_Aim of the exercise_
Return all of the material below unchanged, line for line, but leave out the pictures.

_Entries provided_
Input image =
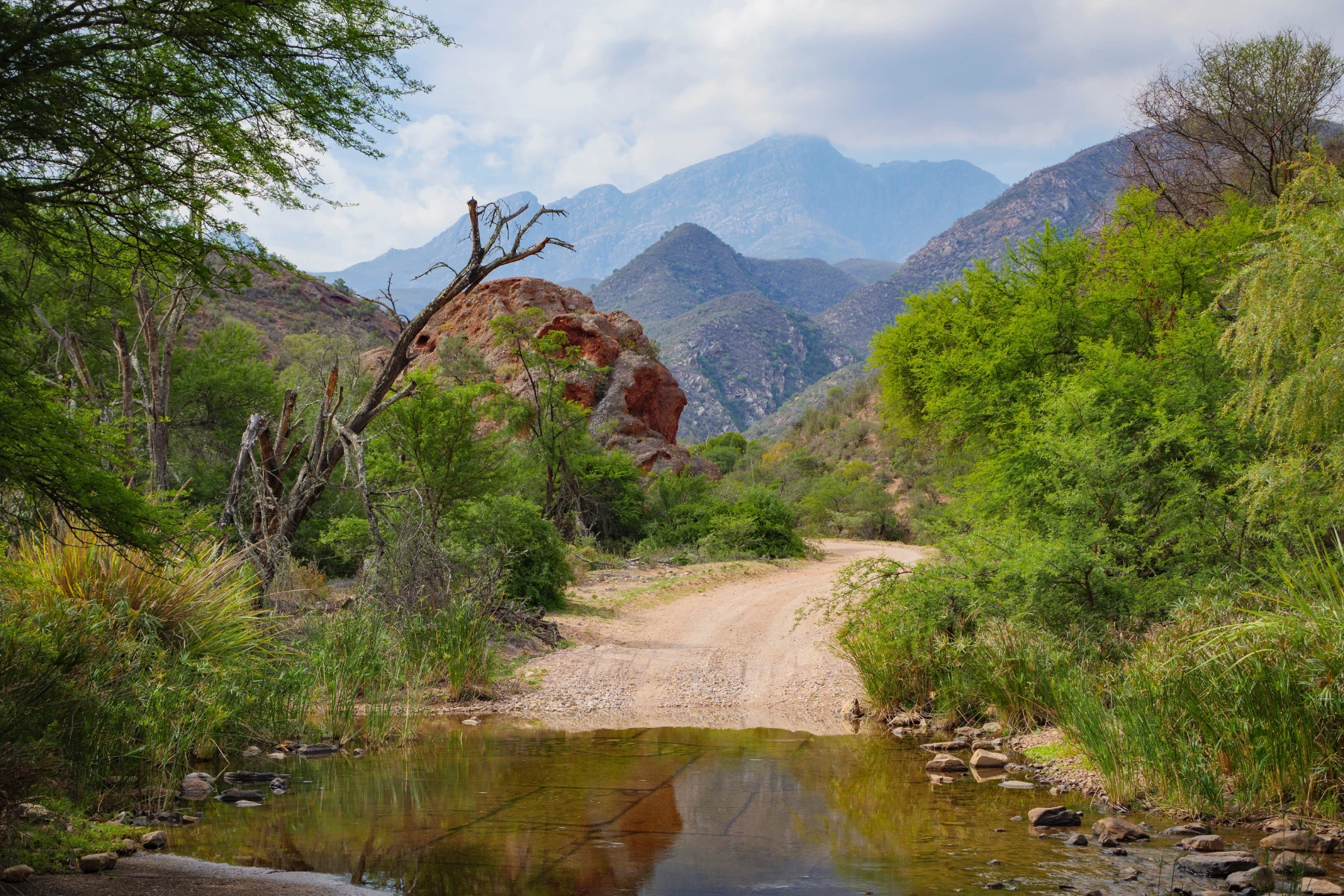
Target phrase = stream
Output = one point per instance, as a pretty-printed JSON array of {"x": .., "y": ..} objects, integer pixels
[{"x": 504, "y": 808}]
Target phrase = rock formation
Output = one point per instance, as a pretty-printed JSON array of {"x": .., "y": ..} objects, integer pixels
[{"x": 636, "y": 405}]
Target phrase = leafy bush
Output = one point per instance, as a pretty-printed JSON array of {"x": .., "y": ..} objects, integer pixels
[{"x": 530, "y": 547}]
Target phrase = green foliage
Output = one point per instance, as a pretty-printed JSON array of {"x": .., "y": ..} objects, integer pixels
[{"x": 534, "y": 555}]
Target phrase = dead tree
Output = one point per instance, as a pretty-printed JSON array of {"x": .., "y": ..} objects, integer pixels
[{"x": 280, "y": 505}]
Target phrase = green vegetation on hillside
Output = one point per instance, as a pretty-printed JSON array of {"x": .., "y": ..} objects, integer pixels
[{"x": 1139, "y": 433}]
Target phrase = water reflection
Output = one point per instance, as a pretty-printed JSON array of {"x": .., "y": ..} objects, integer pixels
[{"x": 659, "y": 810}]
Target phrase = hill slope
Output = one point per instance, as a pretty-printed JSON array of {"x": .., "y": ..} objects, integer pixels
[
  {"x": 738, "y": 358},
  {"x": 779, "y": 198},
  {"x": 1071, "y": 195},
  {"x": 690, "y": 267}
]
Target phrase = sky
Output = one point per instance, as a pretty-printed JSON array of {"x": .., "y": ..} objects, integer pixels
[{"x": 554, "y": 97}]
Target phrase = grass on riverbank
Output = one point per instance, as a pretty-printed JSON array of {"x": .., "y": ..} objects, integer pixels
[
  {"x": 116, "y": 671},
  {"x": 1231, "y": 709}
]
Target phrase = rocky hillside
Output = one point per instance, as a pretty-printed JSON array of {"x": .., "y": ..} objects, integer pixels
[
  {"x": 1071, "y": 195},
  {"x": 284, "y": 302},
  {"x": 779, "y": 198},
  {"x": 690, "y": 267},
  {"x": 636, "y": 405},
  {"x": 741, "y": 356}
]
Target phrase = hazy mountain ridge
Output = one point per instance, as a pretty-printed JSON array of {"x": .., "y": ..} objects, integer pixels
[
  {"x": 738, "y": 358},
  {"x": 779, "y": 198},
  {"x": 1071, "y": 195},
  {"x": 688, "y": 265}
]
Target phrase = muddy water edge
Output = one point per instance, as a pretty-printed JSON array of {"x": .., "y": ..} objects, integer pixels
[{"x": 504, "y": 808}]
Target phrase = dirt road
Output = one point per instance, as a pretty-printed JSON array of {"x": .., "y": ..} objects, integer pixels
[{"x": 732, "y": 655}]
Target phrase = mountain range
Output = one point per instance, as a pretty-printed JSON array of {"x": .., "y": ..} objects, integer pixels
[{"x": 780, "y": 198}]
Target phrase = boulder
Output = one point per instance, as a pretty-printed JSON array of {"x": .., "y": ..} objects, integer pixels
[
  {"x": 1189, "y": 829},
  {"x": 15, "y": 874},
  {"x": 96, "y": 862},
  {"x": 987, "y": 759},
  {"x": 1298, "y": 841},
  {"x": 195, "y": 788},
  {"x": 1054, "y": 817},
  {"x": 1260, "y": 879},
  {"x": 1119, "y": 829},
  {"x": 1204, "y": 844},
  {"x": 1297, "y": 865},
  {"x": 1216, "y": 864},
  {"x": 636, "y": 406},
  {"x": 942, "y": 762}
]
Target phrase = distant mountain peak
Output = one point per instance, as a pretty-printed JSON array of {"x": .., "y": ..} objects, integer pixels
[{"x": 784, "y": 196}]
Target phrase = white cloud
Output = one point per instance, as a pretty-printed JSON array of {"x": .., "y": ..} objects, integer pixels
[{"x": 558, "y": 97}]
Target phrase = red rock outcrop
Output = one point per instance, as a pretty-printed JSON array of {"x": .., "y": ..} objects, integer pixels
[{"x": 636, "y": 406}]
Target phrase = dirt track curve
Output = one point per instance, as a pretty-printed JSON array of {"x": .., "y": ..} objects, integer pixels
[{"x": 730, "y": 656}]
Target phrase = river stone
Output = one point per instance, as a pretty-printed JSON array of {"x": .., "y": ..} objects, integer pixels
[
  {"x": 195, "y": 788},
  {"x": 987, "y": 759},
  {"x": 1216, "y": 864},
  {"x": 942, "y": 762},
  {"x": 234, "y": 794},
  {"x": 1260, "y": 879},
  {"x": 15, "y": 874},
  {"x": 1300, "y": 841},
  {"x": 1119, "y": 829},
  {"x": 1204, "y": 844},
  {"x": 317, "y": 750},
  {"x": 1297, "y": 865},
  {"x": 1189, "y": 829},
  {"x": 94, "y": 862},
  {"x": 1054, "y": 817}
]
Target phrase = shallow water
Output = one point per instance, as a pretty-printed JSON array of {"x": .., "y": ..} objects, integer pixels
[{"x": 503, "y": 809}]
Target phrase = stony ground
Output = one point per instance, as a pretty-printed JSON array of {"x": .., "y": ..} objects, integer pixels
[{"x": 724, "y": 647}]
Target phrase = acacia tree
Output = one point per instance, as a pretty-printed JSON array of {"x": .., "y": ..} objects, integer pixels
[
  {"x": 1236, "y": 121},
  {"x": 131, "y": 128},
  {"x": 268, "y": 450}
]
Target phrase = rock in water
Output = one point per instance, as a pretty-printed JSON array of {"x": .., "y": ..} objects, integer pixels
[
  {"x": 1187, "y": 829},
  {"x": 942, "y": 762},
  {"x": 987, "y": 759},
  {"x": 1216, "y": 864},
  {"x": 96, "y": 862},
  {"x": 1054, "y": 817},
  {"x": 1119, "y": 829},
  {"x": 1297, "y": 865},
  {"x": 234, "y": 794},
  {"x": 1260, "y": 879},
  {"x": 1204, "y": 844},
  {"x": 15, "y": 874},
  {"x": 1298, "y": 841},
  {"x": 195, "y": 788}
]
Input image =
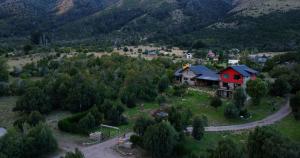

_Output for this exercise_
Input image =
Target phrase = stream
Output = one point per instance, as a pretty-printed JSON array of {"x": .., "y": ..} objects, integer pixels
[{"x": 504, "y": 808}]
Target phrase = rock formation
Output = one point per instance, as a pretty-printed JSON array of {"x": .., "y": ..} objects, integer pixels
[{"x": 636, "y": 405}]
Target phrase = leafy bush
Output = one point per instance, as a pretty-printed JSON array of {"x": .., "y": ..} objects, integer pixels
[{"x": 530, "y": 547}]
Target phrase = green foliage
Output = one point per instance, as a pretty-printed JSON array of {"x": .., "y": ..} objects, integer pixels
[{"x": 534, "y": 555}]
Target phrase = dead tree
Output = one point per instance, as a pretty-printed JSON array of {"x": .., "y": ..} objects, integer pixels
[{"x": 280, "y": 505}]
Target phrase = green vegetation on hillside
Output = one point per instance, as a pretty-printed JSON array of {"x": .., "y": ..} objects, integer pixels
[{"x": 1139, "y": 433}]
Target phrase = water reflection
Output = one point per instance, as a pretty-printed JSON array of {"x": .., "y": ..} objects, integer pixels
[{"x": 659, "y": 810}]
Target phrase = hill slope
Output = one point per instance, as a pretty-printed JSON array of {"x": .., "y": ..} objects, integer pixels
[
  {"x": 738, "y": 358},
  {"x": 779, "y": 198},
  {"x": 1071, "y": 195},
  {"x": 690, "y": 267}
]
Target phrase = sky
Output = one point per instance, as a pretty-printed JSON array of {"x": .., "y": ..} objects, integer pixels
[{"x": 554, "y": 97}]
Target phrase = grass on riverbank
Output = one point per instance, as a pretty-printed JSON array of {"x": .., "y": ..} objects, integer pixels
[
  {"x": 116, "y": 671},
  {"x": 1231, "y": 709}
]
Target phrase = rocky hillside
Output = one point per instance, as a pretty-printed JSON array of {"x": .., "y": ..} objects, integer pixels
[
  {"x": 1071, "y": 195},
  {"x": 284, "y": 302},
  {"x": 779, "y": 198},
  {"x": 690, "y": 267},
  {"x": 636, "y": 405},
  {"x": 741, "y": 356}
]
Target phrase = hazy mountain ridge
Output = one point per instance, as a pretty-printed JSON array of {"x": .., "y": ..} objects, integer pixels
[
  {"x": 738, "y": 358},
  {"x": 779, "y": 198},
  {"x": 1071, "y": 195},
  {"x": 688, "y": 265}
]
Target phrase = muddy water edge
Output = one point per instance, as a pretty-printed JSON array of {"x": .., "y": ..} objects, integer pixels
[{"x": 504, "y": 808}]
Target phrase = dirt road
Output = one point per instance, as a pretty-printed JSON array of {"x": .., "y": ..} objects, integer pixels
[{"x": 732, "y": 655}]
Target phrase = mountain range
Output = one point per instance, as a pretty-printed JSON array of {"x": .., "y": ..} objects, integer pixels
[{"x": 780, "y": 198}]
Target phrase = boulder
Output = one point per instance, as a pretty-printed JSON array of {"x": .., "y": ..} objects, integer pixels
[
  {"x": 1189, "y": 829},
  {"x": 15, "y": 874},
  {"x": 96, "y": 862},
  {"x": 987, "y": 759},
  {"x": 1298, "y": 841},
  {"x": 195, "y": 788},
  {"x": 1054, "y": 817},
  {"x": 1260, "y": 879},
  {"x": 1119, "y": 829},
  {"x": 1204, "y": 844},
  {"x": 1297, "y": 865},
  {"x": 1216, "y": 864},
  {"x": 636, "y": 406},
  {"x": 942, "y": 762}
]
Target phrase = distant mountain peak
Output = one point per instance, as a pretty-printed JSON array of {"x": .., "y": ..} objects, integer pixels
[{"x": 784, "y": 196}]
Target phrase = white cloud
Output = one point per instance, as a pretty-printed JSON array of {"x": .., "y": ..} objects, integer pixels
[{"x": 558, "y": 97}]
Target phrase = red rock outcrop
Output = one point per instance, as a pretty-printed JSON array of {"x": .., "y": ..} objects, integer pixels
[{"x": 636, "y": 406}]
Target phrase = dirt track curve
Output = one point per instance, as a pretty-printed JSON array of {"x": .., "y": ..} objects, integer pixels
[{"x": 730, "y": 656}]
Target phrase = river stone
Output = one point per instance, as a pretty-printed JSON array of {"x": .., "y": ..} objects, integer pixels
[
  {"x": 195, "y": 788},
  {"x": 987, "y": 759},
  {"x": 1216, "y": 864},
  {"x": 942, "y": 762},
  {"x": 234, "y": 794},
  {"x": 1260, "y": 879},
  {"x": 15, "y": 874},
  {"x": 1300, "y": 841},
  {"x": 1119, "y": 829},
  {"x": 1204, "y": 844},
  {"x": 317, "y": 750},
  {"x": 1297, "y": 865},
  {"x": 1189, "y": 829},
  {"x": 94, "y": 862},
  {"x": 1054, "y": 817}
]
Target phrase = shallow water
Output = one point per instance, as a pretty-printed JSON array of {"x": .., "y": ..} objects, integer pixels
[{"x": 503, "y": 809}]
Target phrase = stony ground
Output = one point per instance, as a pretty-printed JSON array of {"x": .., "y": ..} objects, integer pixels
[{"x": 724, "y": 647}]
Target phrase = acacia tree
Output = one point per instance, as a pretty-printed JSON array of {"x": .., "y": ..} objects, integer pixels
[
  {"x": 1236, "y": 121},
  {"x": 131, "y": 128},
  {"x": 268, "y": 450}
]
Target phrase = rock in water
Output = one point per instance, as a pretty-printed JSON array of {"x": .., "y": ..} objects, integer pixels
[
  {"x": 1187, "y": 829},
  {"x": 942, "y": 762},
  {"x": 987, "y": 759},
  {"x": 1216, "y": 864},
  {"x": 96, "y": 862},
  {"x": 1054, "y": 817},
  {"x": 1119, "y": 829},
  {"x": 1297, "y": 865},
  {"x": 234, "y": 794},
  {"x": 1260, "y": 879},
  {"x": 1204, "y": 844},
  {"x": 15, "y": 874},
  {"x": 1298, "y": 841},
  {"x": 195, "y": 788}
]
Input image =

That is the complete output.